Dziś w Bielskim Domu Kultury odbyło się spotkanie poświęcone nowoczesnym rozwiązaniom związanym z zachęcaniem mieszkańców bloków do segregacji odpadów. Pracownicy firmy T-Master przedstawili zalety Systemu Indywidualnej Segregacji Odpadów. Opiera się ona na sterowanych elektronicznie kontenerach na śmieci, które są w stanie na bieżąco kontrolować ilość i rodzaj wyrzucanych śmieci przez poszczególnych mieszkańców. I to z poszanowaniem ich danych osobowych.
REKLAMA
Drogie śmieci
W spotkaniu wzięli udział burmistrz i jego zastępca, przedstawiciele urzędu miasta, radni, prezesi i przedstawiciele spółdzielni oraz wspólnot mieszkaniowych, prezesi Przedsiębiorstwa Komunalnego i Miejskiego Przedsiębiorstwa Oczyszczania (odpowiedzialnego za odbiór śmieci), a także zwykli mieszkańcy.
Tematem spotkania było rozważenie opcji zmniejszenia kosztów zagospodarowania odpadów w Bielsku Podlaskim.
Obecnie bielszczanie płacą 29 zł od osoby miesięcznej opłaty za śmieci. Kwota ta nie bilansuje kosztów i miasto musi dopłacać do zagospodarowania odpadów.
Jak powiedział burmistrz Jarosław Borowski, by system się bilansował opłaty musiałyby sięgnąć 36 zł.
Jego zastępca Bożena Zwolińska przedstawiła jak obecnie działa system zagospodarowania odpadów w Bielsku oraz to jakie wymogi wobec tego systemu stawiają przepisy. Jak podkreśliła, przepisy te są coraz bardziej restrykcyjne i przewidują kary za brak odpowiedniego poziomu recyklingu odpadów. Z jej wyliczeń wynika, że w ciągu kilku lat Bielsk może zapłacić ponad 18 mln zł kary za nie spełnianie wymogu recyklingu. Mało tego miasto płaci więcej za odbiór śmieci w zakładach zagospodarowania odpadów, bo są one źle posegregowane.

TWOJE ZADANIE
Kontynuuj tekst o spotkaniu w sprawie segregacji odpadów w Bielsku Podlaskim, zaczynając zaraz po jego ostatnim zdaniu. Wiersze, które następują dalej, stanowią osobny materiał.

Elementy konturów oznaczonych obszarów
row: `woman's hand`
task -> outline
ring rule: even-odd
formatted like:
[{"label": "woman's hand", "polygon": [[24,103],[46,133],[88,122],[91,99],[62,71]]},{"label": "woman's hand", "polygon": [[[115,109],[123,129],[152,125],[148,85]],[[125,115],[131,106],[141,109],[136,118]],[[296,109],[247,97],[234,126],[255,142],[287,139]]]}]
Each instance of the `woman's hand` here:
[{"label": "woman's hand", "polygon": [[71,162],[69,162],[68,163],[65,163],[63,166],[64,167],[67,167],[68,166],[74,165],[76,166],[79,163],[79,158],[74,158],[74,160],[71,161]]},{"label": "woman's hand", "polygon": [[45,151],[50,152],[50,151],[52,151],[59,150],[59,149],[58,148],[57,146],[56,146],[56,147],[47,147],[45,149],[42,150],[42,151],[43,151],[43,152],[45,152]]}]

==

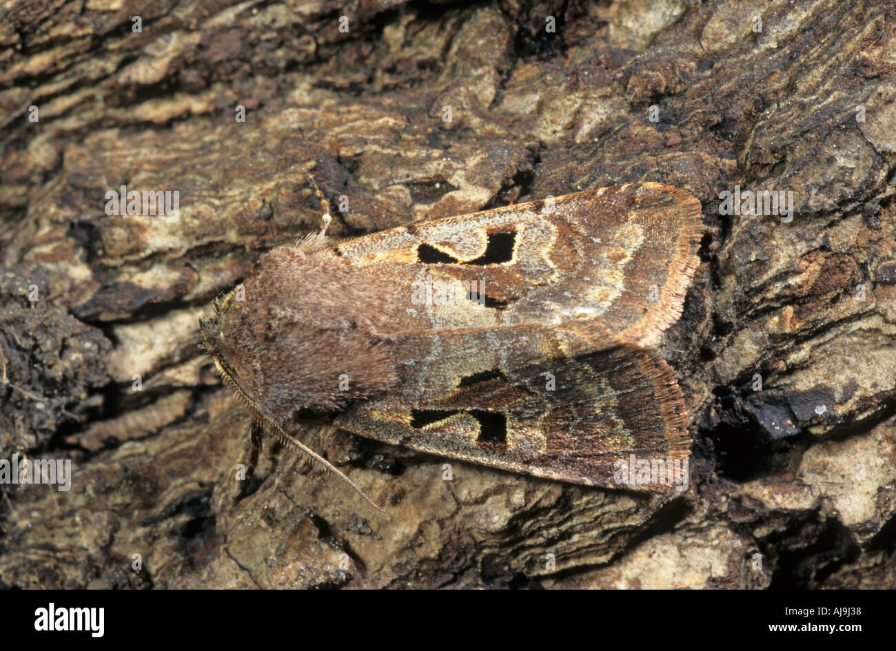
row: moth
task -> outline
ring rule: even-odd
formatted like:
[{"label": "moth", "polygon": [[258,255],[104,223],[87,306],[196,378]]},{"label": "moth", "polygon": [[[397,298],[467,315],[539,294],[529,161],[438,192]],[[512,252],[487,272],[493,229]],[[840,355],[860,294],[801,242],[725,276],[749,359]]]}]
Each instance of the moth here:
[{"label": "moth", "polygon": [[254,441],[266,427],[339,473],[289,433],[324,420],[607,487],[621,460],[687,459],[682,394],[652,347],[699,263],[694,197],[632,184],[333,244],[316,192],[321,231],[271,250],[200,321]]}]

WYNIK
Nie jest to specyfika tylko Bielska, właściwie wszędzie jest podobnie.
Szczególnie źle selekcja ta wypada na osiedlach.
Jak zwracał uwagę przedstawiciel firmy T-Master, w domach jednorodzinnych łatwiej jest kontrolować odbierane śmieci, a w mieszkania często brakuje możliwości do odpowiedniej ich segregacji, a także po prostu brakuje chęci, bo w blokach osoby wyrzucające śmieci do wspólnych kontenerów są bardziej anonimowe. I trudniejsze do skontrolowania jest to czy segregują śmieci czy nie.
Brak odpowiedniej segregacji z kolei przekłada się na koszty i wysokość opłat.
Jak wyjaśniali burmistrz i jego zastępca, za tonę śmieci segregowanych (plastik, papier, szkło ) w zakładzie zagospodarowania odpadów płaci się około 200 zł ( to kwota uogólniona, każda frakcja ma nieco inną), za śmieci zmieszane około 600 zł, ale jeśli w odpadach zmieszanych wykazana zostanie frakcja innych odpadów (bio, szkło, papier, plastik) to cena ich rośnie i za tonę płaci się 650 zł lub więcej. Podobnie cena wzrasta w przypadku innych frakcji odpadów, w których znalazły się śmieci innego rodzaju.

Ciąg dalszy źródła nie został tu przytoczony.